§ Quoted passage
*****

If you’re feeling burned out, don’t worry: it can impact literally anyone, from junior developers to the world’s most famous industrial designer. But that also means anyone can use a set of tried-and-true tactics to mitigate that burnout.

Solving Burnout

First and foremost, the key to solving most burnout is communication and transparency, especially with your manager and anyone else regulating your schedule. By voicing your concerns, you can begin working in a proactive way to limit the factors frying your brain—whether it’s workload, schedule, or even the need for more recognition.

You might not always succeed in getting what you need; for example, some industries (such as the video game industry) have struggled for years to regulate “crunch time” and excessive workloads, especially at contracting firms.

Fortunately, the tech unemployment rate is notably low, and many tech jobs are relatively low stress. What defines a low-stress tech job? That can vary from position to position, but generally they rock the following:

  • Solid work-life balance
  • Good bosses (i.e., a manager who listens and understands)

*****

Condense the paragraph in the burnout passage that begins "First and foremost" into a shorter version that keeps its main facts.

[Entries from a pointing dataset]

*****

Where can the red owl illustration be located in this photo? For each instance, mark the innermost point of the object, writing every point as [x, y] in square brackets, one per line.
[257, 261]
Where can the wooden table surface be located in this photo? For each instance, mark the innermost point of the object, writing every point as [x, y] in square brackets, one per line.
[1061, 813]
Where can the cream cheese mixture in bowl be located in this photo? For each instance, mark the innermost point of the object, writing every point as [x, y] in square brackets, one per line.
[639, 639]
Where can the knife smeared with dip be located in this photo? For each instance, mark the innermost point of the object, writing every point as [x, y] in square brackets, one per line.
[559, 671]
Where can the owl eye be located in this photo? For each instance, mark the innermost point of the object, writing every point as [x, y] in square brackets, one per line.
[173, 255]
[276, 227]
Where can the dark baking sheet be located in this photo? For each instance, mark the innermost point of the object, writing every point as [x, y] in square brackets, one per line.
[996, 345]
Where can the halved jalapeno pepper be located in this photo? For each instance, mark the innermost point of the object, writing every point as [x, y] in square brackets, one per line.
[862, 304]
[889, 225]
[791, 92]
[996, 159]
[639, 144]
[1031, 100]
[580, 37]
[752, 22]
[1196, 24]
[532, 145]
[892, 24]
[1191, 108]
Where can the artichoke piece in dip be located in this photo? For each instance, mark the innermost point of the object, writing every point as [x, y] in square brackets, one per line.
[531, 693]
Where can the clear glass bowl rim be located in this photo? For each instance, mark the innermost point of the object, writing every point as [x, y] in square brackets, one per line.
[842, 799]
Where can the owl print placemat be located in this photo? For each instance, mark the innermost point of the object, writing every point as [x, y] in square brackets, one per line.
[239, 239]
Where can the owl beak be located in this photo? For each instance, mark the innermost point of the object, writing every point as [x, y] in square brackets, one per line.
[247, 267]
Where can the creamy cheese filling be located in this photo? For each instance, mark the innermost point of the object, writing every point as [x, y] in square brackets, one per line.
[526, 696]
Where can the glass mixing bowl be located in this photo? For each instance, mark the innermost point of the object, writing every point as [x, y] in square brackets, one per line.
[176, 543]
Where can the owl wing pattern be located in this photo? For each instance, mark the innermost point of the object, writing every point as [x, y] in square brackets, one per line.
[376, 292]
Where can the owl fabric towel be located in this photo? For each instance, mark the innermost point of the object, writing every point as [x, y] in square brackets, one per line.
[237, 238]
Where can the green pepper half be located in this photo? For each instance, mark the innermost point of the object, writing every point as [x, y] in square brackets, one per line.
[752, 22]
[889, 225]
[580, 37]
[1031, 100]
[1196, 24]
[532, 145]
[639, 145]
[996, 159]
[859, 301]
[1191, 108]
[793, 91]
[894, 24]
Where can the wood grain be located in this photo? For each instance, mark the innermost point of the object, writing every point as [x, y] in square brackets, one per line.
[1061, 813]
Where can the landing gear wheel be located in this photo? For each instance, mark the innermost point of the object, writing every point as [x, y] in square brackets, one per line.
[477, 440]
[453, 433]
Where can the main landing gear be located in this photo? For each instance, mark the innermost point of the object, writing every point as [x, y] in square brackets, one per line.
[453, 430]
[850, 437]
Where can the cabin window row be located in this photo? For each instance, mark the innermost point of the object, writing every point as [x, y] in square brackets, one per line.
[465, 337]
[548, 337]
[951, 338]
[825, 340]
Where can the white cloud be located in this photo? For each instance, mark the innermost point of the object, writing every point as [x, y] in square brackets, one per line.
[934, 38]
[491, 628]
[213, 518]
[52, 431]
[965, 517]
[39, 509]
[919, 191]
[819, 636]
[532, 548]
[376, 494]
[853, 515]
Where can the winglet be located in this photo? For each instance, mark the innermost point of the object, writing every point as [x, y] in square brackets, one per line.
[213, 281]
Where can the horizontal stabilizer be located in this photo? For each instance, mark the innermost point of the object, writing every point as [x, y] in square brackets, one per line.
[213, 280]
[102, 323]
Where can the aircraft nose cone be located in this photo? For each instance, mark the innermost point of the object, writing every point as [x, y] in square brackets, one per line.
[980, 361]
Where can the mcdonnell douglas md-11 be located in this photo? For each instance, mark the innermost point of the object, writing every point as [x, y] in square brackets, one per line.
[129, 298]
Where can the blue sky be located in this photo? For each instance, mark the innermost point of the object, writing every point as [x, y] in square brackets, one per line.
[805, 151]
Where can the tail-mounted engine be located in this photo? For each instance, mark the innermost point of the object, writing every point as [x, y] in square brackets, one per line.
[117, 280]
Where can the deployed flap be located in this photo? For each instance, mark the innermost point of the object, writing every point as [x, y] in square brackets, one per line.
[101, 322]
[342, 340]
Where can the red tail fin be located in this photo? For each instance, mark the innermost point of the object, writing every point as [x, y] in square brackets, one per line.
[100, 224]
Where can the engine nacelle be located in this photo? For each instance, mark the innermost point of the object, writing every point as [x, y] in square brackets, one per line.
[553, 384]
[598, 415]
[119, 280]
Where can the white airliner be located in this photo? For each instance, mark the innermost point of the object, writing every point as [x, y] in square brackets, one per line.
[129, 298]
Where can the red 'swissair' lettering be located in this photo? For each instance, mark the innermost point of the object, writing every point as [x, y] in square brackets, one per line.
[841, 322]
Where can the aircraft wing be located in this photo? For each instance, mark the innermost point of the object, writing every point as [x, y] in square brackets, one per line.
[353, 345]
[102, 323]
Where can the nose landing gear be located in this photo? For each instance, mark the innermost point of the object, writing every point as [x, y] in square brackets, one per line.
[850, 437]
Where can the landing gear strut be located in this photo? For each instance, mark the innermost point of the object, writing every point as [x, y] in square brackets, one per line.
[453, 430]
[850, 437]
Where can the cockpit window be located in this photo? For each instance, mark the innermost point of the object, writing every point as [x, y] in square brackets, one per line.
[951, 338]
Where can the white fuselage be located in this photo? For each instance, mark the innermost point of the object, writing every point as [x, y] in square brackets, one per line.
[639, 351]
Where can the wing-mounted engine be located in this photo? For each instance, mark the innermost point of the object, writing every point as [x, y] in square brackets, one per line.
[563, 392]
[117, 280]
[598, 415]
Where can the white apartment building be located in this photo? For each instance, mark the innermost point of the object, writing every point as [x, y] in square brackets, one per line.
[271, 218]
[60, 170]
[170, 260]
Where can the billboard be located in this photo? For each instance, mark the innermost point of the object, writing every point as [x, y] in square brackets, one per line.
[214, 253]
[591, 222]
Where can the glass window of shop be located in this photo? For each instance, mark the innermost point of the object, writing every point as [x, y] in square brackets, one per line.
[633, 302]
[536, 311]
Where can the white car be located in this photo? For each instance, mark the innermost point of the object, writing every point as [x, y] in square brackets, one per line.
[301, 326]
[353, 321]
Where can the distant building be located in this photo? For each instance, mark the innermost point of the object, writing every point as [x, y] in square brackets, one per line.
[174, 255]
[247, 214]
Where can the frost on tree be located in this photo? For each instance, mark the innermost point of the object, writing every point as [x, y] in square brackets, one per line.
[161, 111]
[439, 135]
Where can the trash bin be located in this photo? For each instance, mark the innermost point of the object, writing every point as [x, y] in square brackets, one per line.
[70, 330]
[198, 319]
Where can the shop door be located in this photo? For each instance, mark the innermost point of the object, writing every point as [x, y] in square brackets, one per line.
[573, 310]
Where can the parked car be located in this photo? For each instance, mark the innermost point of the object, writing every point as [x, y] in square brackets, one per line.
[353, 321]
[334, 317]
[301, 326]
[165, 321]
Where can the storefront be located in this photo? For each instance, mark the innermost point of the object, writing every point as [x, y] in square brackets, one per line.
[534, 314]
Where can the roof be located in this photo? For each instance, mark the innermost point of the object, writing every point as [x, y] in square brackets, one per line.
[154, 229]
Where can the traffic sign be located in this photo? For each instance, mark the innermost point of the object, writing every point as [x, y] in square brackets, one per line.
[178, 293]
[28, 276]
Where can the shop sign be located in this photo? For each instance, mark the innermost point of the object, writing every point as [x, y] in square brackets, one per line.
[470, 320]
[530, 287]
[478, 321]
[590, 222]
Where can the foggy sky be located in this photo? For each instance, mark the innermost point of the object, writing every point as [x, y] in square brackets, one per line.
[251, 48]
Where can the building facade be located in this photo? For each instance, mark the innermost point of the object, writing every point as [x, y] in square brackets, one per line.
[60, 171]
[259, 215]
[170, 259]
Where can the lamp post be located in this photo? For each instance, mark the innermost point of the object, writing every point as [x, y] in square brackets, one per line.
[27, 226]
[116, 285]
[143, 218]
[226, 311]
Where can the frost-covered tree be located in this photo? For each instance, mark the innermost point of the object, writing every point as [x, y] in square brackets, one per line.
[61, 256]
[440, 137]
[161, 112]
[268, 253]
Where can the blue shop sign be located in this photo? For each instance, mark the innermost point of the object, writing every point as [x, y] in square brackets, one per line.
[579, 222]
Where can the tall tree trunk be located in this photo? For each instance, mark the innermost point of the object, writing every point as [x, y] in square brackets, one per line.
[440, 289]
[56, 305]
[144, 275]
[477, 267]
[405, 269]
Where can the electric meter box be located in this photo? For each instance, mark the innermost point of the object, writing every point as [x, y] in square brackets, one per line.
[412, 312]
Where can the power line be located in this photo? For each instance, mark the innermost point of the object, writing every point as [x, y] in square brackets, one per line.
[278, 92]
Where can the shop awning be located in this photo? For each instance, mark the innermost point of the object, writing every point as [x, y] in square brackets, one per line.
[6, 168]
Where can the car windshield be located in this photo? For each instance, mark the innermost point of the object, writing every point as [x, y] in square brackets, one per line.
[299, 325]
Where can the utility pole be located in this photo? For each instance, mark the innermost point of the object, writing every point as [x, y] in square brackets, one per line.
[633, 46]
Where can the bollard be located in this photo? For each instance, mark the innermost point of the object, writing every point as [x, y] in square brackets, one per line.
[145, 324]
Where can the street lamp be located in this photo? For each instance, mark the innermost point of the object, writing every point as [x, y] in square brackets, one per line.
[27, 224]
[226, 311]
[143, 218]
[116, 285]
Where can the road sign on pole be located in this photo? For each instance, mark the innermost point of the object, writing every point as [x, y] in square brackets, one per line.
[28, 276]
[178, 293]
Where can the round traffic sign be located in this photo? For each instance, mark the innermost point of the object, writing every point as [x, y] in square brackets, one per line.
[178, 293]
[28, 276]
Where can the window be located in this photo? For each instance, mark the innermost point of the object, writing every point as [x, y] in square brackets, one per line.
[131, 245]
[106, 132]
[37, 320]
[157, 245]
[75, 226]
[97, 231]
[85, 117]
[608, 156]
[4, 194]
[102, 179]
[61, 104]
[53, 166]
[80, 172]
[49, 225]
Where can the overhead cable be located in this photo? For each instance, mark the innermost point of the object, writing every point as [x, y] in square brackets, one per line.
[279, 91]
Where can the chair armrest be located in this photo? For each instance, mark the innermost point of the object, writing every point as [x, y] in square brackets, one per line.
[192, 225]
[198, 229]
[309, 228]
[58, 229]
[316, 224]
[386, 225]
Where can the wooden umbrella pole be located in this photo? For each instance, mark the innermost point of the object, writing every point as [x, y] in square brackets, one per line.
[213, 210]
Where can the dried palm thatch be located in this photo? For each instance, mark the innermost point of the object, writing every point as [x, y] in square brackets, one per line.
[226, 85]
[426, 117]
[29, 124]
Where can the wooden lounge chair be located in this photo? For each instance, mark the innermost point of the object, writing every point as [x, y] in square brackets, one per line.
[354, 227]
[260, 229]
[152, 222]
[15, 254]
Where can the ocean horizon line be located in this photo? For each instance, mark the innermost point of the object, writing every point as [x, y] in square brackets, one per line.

*****

§ Response to the exercise
Communication and transparency, especially with your manager and anyone who controls your schedule, are the key to solving most burnout. Raising your concerns lets you proactively limit what is wearing you down, such as workload, schedule, or a need for more recognition.